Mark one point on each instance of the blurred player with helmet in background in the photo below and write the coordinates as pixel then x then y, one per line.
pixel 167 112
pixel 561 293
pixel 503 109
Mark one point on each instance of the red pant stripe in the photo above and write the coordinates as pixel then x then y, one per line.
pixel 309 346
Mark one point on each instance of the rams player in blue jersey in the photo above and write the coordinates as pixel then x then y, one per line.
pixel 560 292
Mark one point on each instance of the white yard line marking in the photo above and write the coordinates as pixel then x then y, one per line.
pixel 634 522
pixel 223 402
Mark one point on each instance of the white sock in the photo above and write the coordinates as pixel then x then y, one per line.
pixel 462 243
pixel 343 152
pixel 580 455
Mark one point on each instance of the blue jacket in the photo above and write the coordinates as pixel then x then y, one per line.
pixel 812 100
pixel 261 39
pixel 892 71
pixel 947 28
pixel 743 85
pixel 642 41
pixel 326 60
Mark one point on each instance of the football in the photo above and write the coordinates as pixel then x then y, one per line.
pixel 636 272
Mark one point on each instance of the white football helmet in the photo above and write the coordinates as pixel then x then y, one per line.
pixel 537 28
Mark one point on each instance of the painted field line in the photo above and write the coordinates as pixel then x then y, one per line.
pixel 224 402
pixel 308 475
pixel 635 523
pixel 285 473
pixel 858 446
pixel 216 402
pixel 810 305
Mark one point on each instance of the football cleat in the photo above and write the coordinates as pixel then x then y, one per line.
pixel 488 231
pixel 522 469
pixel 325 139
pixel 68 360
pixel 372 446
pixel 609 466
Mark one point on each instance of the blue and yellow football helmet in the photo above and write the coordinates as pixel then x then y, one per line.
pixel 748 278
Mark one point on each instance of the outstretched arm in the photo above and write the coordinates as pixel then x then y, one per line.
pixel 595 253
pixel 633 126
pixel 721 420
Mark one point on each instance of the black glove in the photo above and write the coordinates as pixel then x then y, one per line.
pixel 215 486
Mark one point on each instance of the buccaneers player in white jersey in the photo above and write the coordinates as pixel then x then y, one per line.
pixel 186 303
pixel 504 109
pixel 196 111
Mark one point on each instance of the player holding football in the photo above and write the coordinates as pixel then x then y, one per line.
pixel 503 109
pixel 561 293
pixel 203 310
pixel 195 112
--
• [What needs to be done]: Repeat, exactly and only, the lines above from the one containing "Mark one point on each instance of the buccaneers" through the end of the material.

• [Written response]:
Mark one point on each instance of the buccaneers player in white jersey in the photo above and write the coordinates as pixel then x then y, one per line.
pixel 186 303
pixel 504 109
pixel 196 111
Mark one point on each instance of the player holding football in the photo above and write the coordinates as pixel then x then y, one per line.
pixel 503 109
pixel 561 293
pixel 203 310
pixel 195 112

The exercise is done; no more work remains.